### WORK INSTRUCTION 1
Write down the passage about Comfort's evangelism word for word, from "Comfort addresses common" to "holiness and justice.".
### WORK INSTRUCTION 2
Carry the passage about Comfort's evangelism forward, picking up after its final sentence.

### GIVEN PASSAGE
His questioning method systematically works through the Ten Commandments, helping people recognize their moral failures. “How many lies have you told?” “Have you ever stolen anything?” “Have you ever looked at someone with lust?” These questions, while potentially uncomfortable, serve to awaken the conscience and demonstrate humanity’s universal guilt before a holy God.


The power of this approach lies in its ability to circumnavigate intellectual arguments and speak directly to the conscience. Rather than engaging in apologetic debates that often lead to contention, Comfort targets what he calls “the place of harmony”—the God-given moral sense that bears witness to right and wrong. When people honestly examine their lives against God’s perfect standard, they typically acknowledge their failures and begin to understand their need for forgiveness.


Comfort addresses common objections to his “fear-based” evangelism by pointing to Scripture’s consistent use of godly fear as a motivating factor. Jesus himself said, “Fear not him who can kill the body, but fear him who can kill both body and soul in hell.” The Apostle Paul wrote, “Knowing therefore the terror of the Lord, we persuade men.” This biblical fear isn’t meant to terrorize but to create appropriate reverence for God’s holiness and justice.

Natural-language object grounding data:

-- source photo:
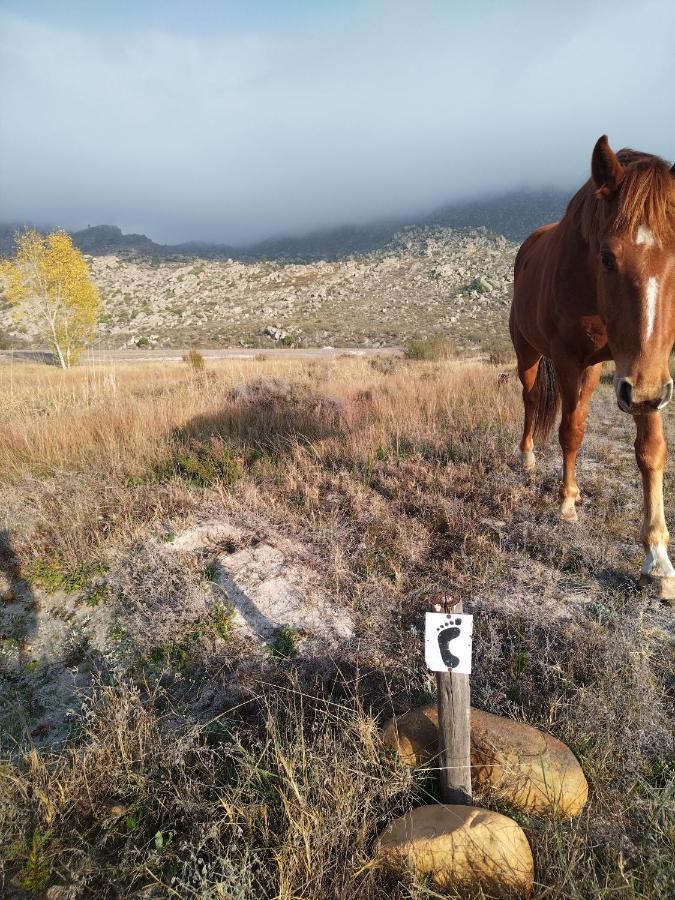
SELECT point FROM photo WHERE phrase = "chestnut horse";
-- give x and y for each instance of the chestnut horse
(600, 285)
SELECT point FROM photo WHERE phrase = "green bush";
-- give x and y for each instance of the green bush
(437, 347)
(195, 359)
(207, 462)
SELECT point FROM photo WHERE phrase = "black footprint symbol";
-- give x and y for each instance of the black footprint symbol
(447, 633)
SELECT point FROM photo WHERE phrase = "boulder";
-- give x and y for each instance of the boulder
(461, 847)
(528, 768)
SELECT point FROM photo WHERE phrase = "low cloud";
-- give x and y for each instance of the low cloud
(394, 109)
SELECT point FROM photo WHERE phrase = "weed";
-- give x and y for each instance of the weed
(284, 645)
(208, 462)
(427, 349)
(195, 360)
(52, 575)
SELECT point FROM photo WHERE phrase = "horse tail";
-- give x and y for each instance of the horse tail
(548, 400)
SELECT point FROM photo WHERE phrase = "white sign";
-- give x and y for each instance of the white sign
(447, 642)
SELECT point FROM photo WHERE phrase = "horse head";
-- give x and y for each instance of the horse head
(633, 254)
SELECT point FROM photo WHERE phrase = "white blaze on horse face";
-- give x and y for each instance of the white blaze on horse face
(651, 296)
(657, 563)
(644, 237)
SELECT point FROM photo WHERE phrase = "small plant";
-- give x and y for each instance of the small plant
(211, 571)
(207, 463)
(35, 874)
(96, 595)
(219, 621)
(429, 349)
(51, 575)
(284, 645)
(195, 360)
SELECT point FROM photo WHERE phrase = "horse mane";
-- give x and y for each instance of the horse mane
(646, 196)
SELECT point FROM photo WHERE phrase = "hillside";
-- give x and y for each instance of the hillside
(426, 280)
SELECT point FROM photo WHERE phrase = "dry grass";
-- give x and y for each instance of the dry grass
(401, 480)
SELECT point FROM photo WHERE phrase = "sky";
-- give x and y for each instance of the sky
(236, 121)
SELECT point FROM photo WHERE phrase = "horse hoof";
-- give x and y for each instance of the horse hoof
(568, 511)
(527, 460)
(662, 586)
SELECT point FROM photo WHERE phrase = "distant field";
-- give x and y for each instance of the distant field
(152, 747)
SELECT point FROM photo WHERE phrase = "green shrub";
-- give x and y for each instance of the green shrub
(52, 575)
(284, 645)
(433, 348)
(205, 463)
(195, 359)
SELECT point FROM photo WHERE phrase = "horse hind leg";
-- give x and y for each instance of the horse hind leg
(528, 367)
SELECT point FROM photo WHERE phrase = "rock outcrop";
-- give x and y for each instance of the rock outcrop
(462, 847)
(528, 768)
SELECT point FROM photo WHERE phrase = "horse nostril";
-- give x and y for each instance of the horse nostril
(666, 394)
(625, 394)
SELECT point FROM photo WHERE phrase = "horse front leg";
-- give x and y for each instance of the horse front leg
(651, 453)
(576, 388)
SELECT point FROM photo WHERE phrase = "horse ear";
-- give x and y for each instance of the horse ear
(606, 169)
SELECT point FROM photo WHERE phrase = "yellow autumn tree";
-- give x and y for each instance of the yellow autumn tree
(50, 291)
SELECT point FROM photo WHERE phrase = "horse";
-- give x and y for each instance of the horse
(600, 285)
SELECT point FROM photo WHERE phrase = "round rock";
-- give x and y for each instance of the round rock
(461, 847)
(528, 768)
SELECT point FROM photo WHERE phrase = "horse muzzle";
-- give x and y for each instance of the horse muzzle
(636, 402)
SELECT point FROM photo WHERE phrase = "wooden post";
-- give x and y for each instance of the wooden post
(454, 728)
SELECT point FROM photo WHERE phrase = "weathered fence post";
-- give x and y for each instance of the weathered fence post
(454, 727)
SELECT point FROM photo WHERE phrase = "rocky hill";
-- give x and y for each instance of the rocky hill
(425, 281)
(361, 286)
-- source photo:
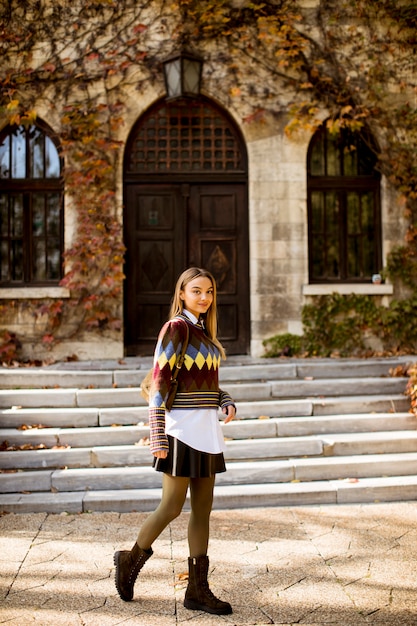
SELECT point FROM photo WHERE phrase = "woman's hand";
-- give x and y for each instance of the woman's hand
(161, 454)
(230, 412)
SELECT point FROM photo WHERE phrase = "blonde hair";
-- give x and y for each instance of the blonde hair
(177, 304)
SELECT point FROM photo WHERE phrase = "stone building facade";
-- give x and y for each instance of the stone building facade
(244, 209)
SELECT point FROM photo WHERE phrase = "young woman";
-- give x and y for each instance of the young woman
(187, 441)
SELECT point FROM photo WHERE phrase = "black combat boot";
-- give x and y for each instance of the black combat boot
(128, 565)
(198, 595)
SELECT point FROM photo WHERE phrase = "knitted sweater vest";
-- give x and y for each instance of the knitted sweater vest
(198, 380)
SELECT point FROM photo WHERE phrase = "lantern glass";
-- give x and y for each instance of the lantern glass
(182, 75)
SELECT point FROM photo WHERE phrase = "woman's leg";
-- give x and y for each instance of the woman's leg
(129, 563)
(201, 493)
(174, 491)
(198, 595)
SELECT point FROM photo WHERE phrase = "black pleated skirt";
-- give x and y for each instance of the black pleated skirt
(182, 460)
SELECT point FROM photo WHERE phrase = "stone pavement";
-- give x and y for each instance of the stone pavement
(347, 565)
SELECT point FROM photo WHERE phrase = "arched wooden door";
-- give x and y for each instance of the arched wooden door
(186, 205)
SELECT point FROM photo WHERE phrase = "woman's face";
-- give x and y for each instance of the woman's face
(198, 295)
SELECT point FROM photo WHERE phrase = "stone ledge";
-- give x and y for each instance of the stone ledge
(347, 288)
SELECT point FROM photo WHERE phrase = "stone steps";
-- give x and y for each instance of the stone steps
(292, 470)
(385, 489)
(237, 450)
(248, 392)
(238, 429)
(309, 431)
(130, 373)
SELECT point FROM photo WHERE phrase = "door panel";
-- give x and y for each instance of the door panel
(154, 237)
(218, 241)
(171, 227)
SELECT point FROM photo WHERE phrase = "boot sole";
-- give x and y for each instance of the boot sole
(196, 606)
(116, 562)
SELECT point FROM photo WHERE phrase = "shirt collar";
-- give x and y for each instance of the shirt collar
(191, 316)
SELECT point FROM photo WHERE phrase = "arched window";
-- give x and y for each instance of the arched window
(344, 226)
(31, 207)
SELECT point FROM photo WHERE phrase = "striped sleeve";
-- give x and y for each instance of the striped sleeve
(158, 438)
(225, 399)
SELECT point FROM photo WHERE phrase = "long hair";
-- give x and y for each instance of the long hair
(177, 304)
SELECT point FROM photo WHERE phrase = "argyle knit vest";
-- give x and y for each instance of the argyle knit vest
(198, 379)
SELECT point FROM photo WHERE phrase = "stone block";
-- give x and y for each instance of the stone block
(360, 404)
(44, 459)
(124, 415)
(294, 494)
(106, 479)
(124, 501)
(60, 418)
(25, 481)
(30, 398)
(273, 449)
(120, 456)
(256, 472)
(338, 387)
(275, 408)
(109, 397)
(389, 489)
(370, 443)
(42, 503)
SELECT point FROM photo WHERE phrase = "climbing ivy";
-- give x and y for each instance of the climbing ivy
(353, 59)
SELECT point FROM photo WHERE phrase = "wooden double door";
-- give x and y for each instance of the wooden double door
(170, 227)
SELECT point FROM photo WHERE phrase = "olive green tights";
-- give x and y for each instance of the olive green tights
(174, 492)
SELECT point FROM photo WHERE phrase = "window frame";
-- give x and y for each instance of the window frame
(342, 185)
(28, 188)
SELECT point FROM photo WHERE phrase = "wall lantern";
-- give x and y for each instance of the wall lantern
(182, 73)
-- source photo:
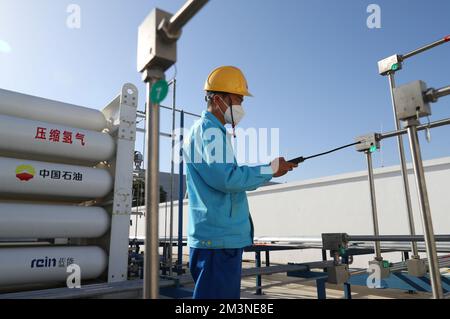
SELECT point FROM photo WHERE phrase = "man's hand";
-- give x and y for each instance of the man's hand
(280, 167)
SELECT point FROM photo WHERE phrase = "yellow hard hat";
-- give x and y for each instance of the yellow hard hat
(227, 79)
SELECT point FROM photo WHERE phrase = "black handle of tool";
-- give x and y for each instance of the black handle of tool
(301, 159)
(297, 160)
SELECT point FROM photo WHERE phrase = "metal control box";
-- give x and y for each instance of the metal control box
(338, 274)
(416, 267)
(410, 101)
(383, 266)
(153, 51)
(368, 142)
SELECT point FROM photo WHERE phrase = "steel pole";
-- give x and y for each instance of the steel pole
(425, 212)
(172, 172)
(151, 257)
(404, 169)
(373, 202)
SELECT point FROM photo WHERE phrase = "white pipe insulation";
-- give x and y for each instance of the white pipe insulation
(40, 265)
(51, 221)
(24, 177)
(21, 136)
(40, 109)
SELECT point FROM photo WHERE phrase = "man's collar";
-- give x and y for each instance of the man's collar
(215, 120)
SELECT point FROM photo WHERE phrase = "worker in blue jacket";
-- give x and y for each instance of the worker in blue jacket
(220, 225)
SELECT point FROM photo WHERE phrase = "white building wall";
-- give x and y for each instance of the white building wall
(337, 204)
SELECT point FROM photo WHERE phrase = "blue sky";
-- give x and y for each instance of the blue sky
(312, 65)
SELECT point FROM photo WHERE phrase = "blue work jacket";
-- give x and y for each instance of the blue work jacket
(219, 215)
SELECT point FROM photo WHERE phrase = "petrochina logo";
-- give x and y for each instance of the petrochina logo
(25, 172)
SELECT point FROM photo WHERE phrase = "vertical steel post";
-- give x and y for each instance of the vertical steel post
(404, 170)
(151, 257)
(425, 212)
(180, 196)
(172, 172)
(258, 277)
(373, 202)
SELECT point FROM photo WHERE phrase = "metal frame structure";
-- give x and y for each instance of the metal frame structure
(157, 50)
(388, 67)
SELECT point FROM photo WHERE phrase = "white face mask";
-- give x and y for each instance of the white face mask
(238, 113)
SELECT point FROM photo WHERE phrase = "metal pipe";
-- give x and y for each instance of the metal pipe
(180, 197)
(419, 128)
(151, 257)
(179, 19)
(142, 114)
(443, 91)
(141, 130)
(425, 48)
(433, 95)
(396, 238)
(172, 172)
(404, 170)
(435, 276)
(373, 202)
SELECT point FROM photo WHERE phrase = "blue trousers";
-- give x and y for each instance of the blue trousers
(216, 273)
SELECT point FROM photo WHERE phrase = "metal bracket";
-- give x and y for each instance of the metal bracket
(368, 142)
(390, 64)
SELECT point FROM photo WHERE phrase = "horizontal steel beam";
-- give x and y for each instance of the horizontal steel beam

### RESULT 1
Comfort addresses common objections to his “fear-based” evangelism by pointing to Scripture’s consistent use of godly fear as a motivating factor. Jesus himself said, “Fear not him who can kill the body, but fear him who can kill both body and soul in hell.” The Apostle Paul wrote, “Knowing therefore the terror of the Lord, we persuade men.” This biblical fear isn’t meant to terrorize but to create appropriate reverence for God’s holiness and justice.

### RESULT 2
The evangelist draws inspiration from historical figures like Charles Spurgeon, who declared, “I do not believe any man can preach the gospel who does not preach the law.” Spurgeon understood that removing the law eliminates the schoolmaster designed to bring people to Christ, resulting in false conversions and shallow Christianity.


Comfort’s daily evangelism routine involves riding his bicycle with his sunglasses-wearing dog to local colleges, using the pet as a conversation starter. This practical approach demonstrates how believers can overcome natural fears about witnessing by having genuine concern for others’ eternal destinies. He compares evangelists to firefighters who overcome personal fear because they understand the urgency of rescue.


The discussion highlighted how COVID-19 unexpectedly aided evangelistic efforts by forcing people to confront their mortality. For many young people who previously considered death something that happened to others, the pandemic brought mortality into sharp focus, creating new openness to conversations about eternal life.


Comfort’s ministry, Living Waters, has produced thousands of evangelistic videos demonstrating these principles in action. His television program “The Way of the Master,” co-hosted with actor Kirk Cameron, has aired in 190 countries, spreading this law-to-grace methodology worldwide. The ministry’s YouTube channel contains over 3,000 videos with more than 323 million views, each containing the complete gospel message.


The conversation addressed the crucial distinction between law and gospel that Comfort sees as fundamental to both evangelism and Christian assurance. The law reveals sin and condemns, while the gospel provides the solution through Christ’s perfect obedience and substitutionary death. Understanding this distinction prevents both legalistic works-righteousness and antinomian license.


For believers struggling with evangelistic boldness, Comfort recommends studying his ministry’s approach through their extensive video library. Watching how conversations naturally progress from intellectual barriers to heart-level conviction can build confidence and provide practical models for witness.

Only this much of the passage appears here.